• **What is asked**
Below is a block of records; reproduce all of them exactly and leave out any pictures.

Location identification items:
--------
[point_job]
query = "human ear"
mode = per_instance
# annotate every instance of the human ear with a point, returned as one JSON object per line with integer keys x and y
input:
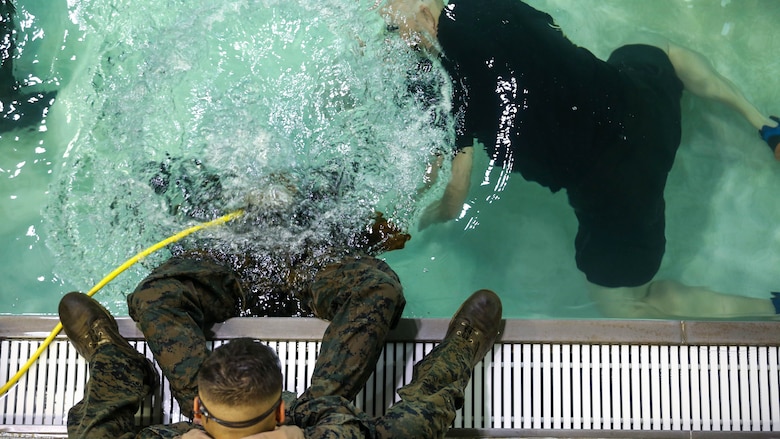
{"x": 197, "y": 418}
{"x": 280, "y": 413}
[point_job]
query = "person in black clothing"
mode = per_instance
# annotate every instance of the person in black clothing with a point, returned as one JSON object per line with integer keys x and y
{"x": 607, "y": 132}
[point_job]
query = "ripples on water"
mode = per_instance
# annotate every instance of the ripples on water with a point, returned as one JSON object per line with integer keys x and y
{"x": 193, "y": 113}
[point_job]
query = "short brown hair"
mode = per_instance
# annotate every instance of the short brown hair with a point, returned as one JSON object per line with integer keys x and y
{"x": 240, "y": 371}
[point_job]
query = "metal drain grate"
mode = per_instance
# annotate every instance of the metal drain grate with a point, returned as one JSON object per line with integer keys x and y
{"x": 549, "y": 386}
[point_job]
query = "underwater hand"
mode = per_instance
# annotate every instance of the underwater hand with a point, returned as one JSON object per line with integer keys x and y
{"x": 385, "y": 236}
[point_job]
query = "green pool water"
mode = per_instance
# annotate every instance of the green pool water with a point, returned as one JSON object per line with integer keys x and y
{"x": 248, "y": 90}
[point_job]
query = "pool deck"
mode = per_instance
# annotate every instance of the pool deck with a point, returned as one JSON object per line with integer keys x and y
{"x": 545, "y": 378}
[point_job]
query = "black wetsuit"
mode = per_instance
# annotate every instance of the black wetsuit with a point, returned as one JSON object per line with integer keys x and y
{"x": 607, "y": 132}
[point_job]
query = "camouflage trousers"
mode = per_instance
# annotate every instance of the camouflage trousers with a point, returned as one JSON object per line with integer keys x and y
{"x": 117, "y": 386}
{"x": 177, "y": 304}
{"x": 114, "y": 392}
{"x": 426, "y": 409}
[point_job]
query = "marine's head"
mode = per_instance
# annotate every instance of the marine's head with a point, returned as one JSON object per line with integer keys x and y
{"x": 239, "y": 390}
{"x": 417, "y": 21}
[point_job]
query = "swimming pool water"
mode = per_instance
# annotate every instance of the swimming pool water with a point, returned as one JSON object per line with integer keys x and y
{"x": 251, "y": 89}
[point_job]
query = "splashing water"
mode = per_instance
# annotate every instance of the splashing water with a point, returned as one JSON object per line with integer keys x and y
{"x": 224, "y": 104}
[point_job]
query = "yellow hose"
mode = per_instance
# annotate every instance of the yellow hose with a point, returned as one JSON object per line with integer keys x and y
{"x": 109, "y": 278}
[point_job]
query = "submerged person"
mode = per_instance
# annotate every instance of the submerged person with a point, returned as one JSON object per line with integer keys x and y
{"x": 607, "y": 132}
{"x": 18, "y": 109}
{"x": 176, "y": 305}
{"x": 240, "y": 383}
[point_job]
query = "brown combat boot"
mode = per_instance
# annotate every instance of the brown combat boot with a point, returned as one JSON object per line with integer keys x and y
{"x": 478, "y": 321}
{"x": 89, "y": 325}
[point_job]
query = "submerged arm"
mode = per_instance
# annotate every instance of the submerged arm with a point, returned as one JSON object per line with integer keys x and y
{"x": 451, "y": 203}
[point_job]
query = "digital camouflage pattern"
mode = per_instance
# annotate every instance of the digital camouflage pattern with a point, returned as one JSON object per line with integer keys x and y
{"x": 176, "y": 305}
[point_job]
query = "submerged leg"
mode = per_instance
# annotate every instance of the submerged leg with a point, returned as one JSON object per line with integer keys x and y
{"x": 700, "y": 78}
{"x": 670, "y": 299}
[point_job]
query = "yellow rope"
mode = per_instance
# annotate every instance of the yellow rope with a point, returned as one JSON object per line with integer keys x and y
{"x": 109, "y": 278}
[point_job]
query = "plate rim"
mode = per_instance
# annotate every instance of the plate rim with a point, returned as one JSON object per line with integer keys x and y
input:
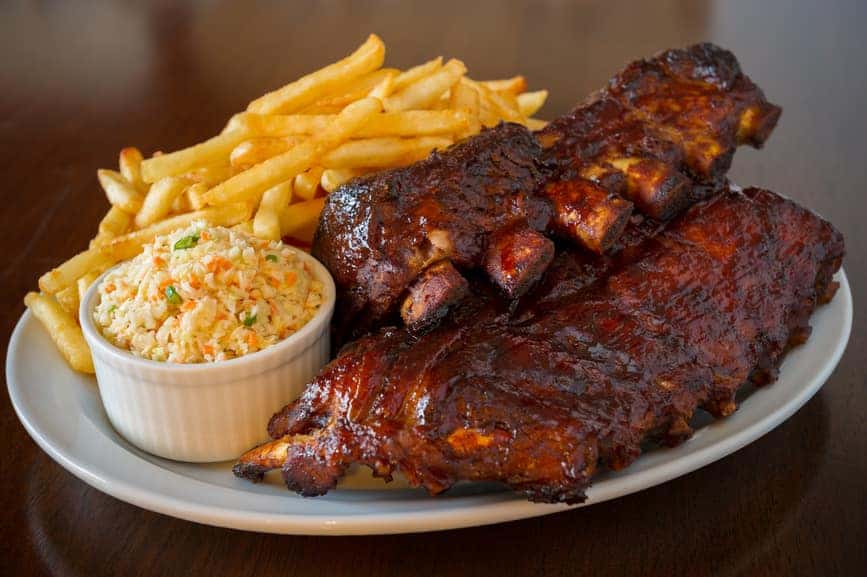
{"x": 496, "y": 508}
--------
• **Result of the exercise**
[point_job]
query = "human ear"
mode = per_instance
# annotate every instance of the human ear with a point, returned as one JSON object per line with integer keys x and y
input:
{"x": 197, "y": 418}
{"x": 280, "y": 413}
[point_job]
query = "person in black clothing"
mode = per_instance
# annotate every instance of the person in black clothing with a point, returned as one JSON object per line with integer keys x and y
{"x": 607, "y": 132}
[point_job]
query = "ripples on water"
mode = per_instance
# annotate every instance of the ripples on water with a point, returned as one JSON object per line with integer keys x and y
{"x": 193, "y": 113}
[point_job]
query = "short brown hair"
mode = per_instance
# annotate every instance of the short brown hair with a point, returned as one JSON object per line with integer keys x and y
{"x": 240, "y": 371}
[point_job]
query = "metal drain grate"
mode = per_instance
# annotate every instance of the metal drain grate with a point, returned as one JSON object per line with integer keys x and y
{"x": 549, "y": 386}
[point_job]
query = "underwater hand"
mode = per_instance
# annotate every instance of the underwater hand with a point, returned as one JSON object per line with integer keys x and y
{"x": 385, "y": 236}
[point_job]
query = "green pool water"
mode = per_instance
# annotate every instance of the green pool water with a point, returned as one JSON object per line with integer keys x and y
{"x": 248, "y": 90}
[point_job]
query = "pool deck"
mode = per_instance
# annotate every instance of the pool deck with a point, returned as one JSON object per line with integer keys x and y
{"x": 545, "y": 378}
[point_job]
query = "black wetsuit"
mode = per_instance
# annotate every instance of the black wetsuit with a point, returned as one JSON object per line with integer keys x and y
{"x": 607, "y": 132}
[point_job]
query = "camouflage trousers"
mode = per_instance
# annotate every instance of the camouflage trousers with a point, returned as one JSON object per line with integer keys x and y
{"x": 117, "y": 386}
{"x": 177, "y": 304}
{"x": 114, "y": 392}
{"x": 426, "y": 409}
[point_job]
query = "marine's head"
mode = per_instance
# annotate every instance of the marine's head with a point, returned as one JSON object per line with integer keys x and y
{"x": 239, "y": 390}
{"x": 417, "y": 21}
[point_job]
query = "swimming pool water"
mode = per_instance
# annotate every instance of the swimming pool water with a point, returned as one JSON object per line with integer keys x and y
{"x": 251, "y": 89}
[point_job]
query = "splashing water"
mode = per_instance
# annotate every instance of the splashing water with a point, returned as one JSON object per line with integer keys x and y
{"x": 224, "y": 104}
[point_job]
query = "yellow hose"
mode = per_instance
# annotate every instance of the yellow hose with a point, returned as one JSON object per line with integer keys x and y
{"x": 109, "y": 278}
[point_job]
query = "submerged person"
mode = per_instance
# annotate every instance of the submerged person with a point, returned as one JSON object per line with integer keys x and y
{"x": 607, "y": 132}
{"x": 18, "y": 109}
{"x": 176, "y": 305}
{"x": 240, "y": 383}
[point_job]
query = "brown combat boot"
mode = per_instance
# annotate every instance of the brown combat boot with a point, returned as one JSON object per line with integer keys x and y
{"x": 478, "y": 321}
{"x": 89, "y": 325}
[point_job]
query = "submerged arm"
mode = per_instance
# annotate every instance of the submerged arm with a point, returned as one JSON object per line with integer keys x and y
{"x": 451, "y": 203}
[point_job]
query = "digital camouflage pattern"
mode = per_instance
# annotate every instance of the digital camouflage pattern with a point, returned as one JSON object per line with integer keys x and y
{"x": 176, "y": 305}
[point_job]
query = "submerged leg"
mode = per_instance
# annotate every instance of the submerged leg with a point, returned as one JSON object per line with integer keys x and y
{"x": 700, "y": 78}
{"x": 670, "y": 299}
[point_job]
query = "yellow rope"
mode = per_instance
# annotate every instance of the yellow rope with a point, returned as one JSON object per line with integer keys x and y
{"x": 109, "y": 278}
[point_job]
query = "plate rim"
mode = per_instance
# annotate every instance of the plate rim with a point, returned as one JSON object per line with integer keys x and y
input:
{"x": 496, "y": 508}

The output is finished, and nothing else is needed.